Segmentation labeling entries
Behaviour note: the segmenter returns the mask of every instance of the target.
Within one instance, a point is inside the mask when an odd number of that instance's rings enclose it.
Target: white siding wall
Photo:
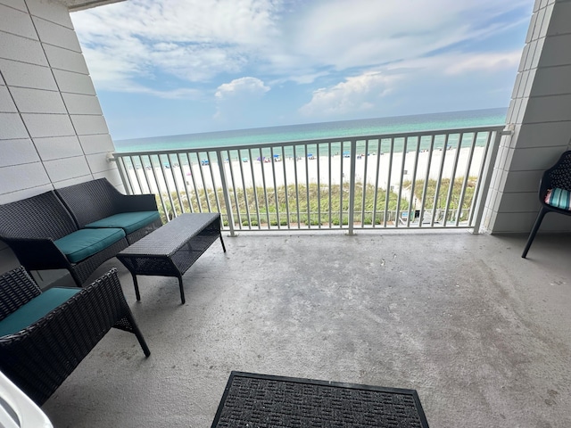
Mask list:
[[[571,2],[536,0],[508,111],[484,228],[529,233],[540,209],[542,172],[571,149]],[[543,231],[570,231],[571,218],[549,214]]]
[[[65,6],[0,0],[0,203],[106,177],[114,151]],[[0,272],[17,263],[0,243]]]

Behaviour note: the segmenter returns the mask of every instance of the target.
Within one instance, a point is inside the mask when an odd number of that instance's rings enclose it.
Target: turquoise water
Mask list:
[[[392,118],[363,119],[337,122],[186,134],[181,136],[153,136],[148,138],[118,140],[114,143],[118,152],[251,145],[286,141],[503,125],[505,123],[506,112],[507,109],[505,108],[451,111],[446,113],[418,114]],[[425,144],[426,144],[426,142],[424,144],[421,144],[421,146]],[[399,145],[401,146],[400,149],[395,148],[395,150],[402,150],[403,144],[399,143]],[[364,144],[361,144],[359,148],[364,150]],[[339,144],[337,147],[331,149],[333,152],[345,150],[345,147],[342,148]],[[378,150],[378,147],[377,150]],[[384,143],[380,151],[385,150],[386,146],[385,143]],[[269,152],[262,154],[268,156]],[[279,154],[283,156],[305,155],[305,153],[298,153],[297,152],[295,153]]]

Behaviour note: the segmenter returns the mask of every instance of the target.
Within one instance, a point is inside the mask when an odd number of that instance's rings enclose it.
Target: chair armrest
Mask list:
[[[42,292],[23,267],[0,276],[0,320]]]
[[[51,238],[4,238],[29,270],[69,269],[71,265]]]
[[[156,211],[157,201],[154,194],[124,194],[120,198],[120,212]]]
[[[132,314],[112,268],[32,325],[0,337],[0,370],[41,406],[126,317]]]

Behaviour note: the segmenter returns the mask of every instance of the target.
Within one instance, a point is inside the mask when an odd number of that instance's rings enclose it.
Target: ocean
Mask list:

_Task details_
Please rewrite the entries with "segmenter" switched to "annotator" throughout, leaving all else unchanged and omitting the pictures.

_Written solution_
Behaviour note: the annotator returns the mask of every instance of the target.
Within one instance, a point is inside the mask when an odd number of that instance's rings enclose it.
Target: white siding wall
Photo:
Mask list:
[[[571,2],[536,0],[508,111],[484,228],[529,233],[540,209],[542,172],[571,149]],[[543,231],[570,231],[571,218],[549,214]]]
[[[65,6],[0,0],[0,203],[106,177],[114,151]],[[0,272],[17,263],[0,243]]]

Behaviour note: the annotator returns the mask of every instance of the target.
Within one instance, a point is inside the mask when an odd number of that instance's rings enclose it.
Target: turquoise water
Mask list:
[[[392,118],[363,119],[337,122],[186,134],[181,136],[153,136],[148,138],[118,140],[114,143],[118,152],[251,145],[286,141],[503,125],[505,123],[506,112],[507,109],[505,108],[451,111],[446,113],[418,114]],[[425,144],[426,144],[426,142],[424,144],[421,144],[421,146]],[[399,145],[401,146],[400,149],[395,148],[395,150],[402,150],[403,144],[399,143]],[[364,144],[361,144],[359,148],[364,150]],[[339,144],[337,147],[331,149],[333,152],[345,150],[345,147],[342,148]],[[378,150],[378,147],[377,150]],[[384,143],[380,151],[385,150],[386,146],[385,143]],[[269,152],[262,154],[268,156]],[[279,154],[283,156],[305,155],[305,153],[298,153],[297,152],[295,153]]]

Behaviour note: the annotator returns the mask of every instance of the target.
Within one instance, a point is inside the mask when an odd number of that instance's rings enclose it.
Target: chair armrest
Mask list:
[[[42,292],[23,267],[0,276],[0,320]]]
[[[51,238],[4,238],[29,270],[69,269],[71,265]]]
[[[156,211],[157,201],[154,194],[124,194],[120,198],[120,212]]]
[[[132,314],[112,268],[32,325],[0,337],[0,370],[41,406],[126,317]]]

Behaviour note: the annotator returns the mask of every instance of the target.
Within one instance, a point is inside the mask when an odd number of that instance's rings enclose it.
Target: ocean
Mask list:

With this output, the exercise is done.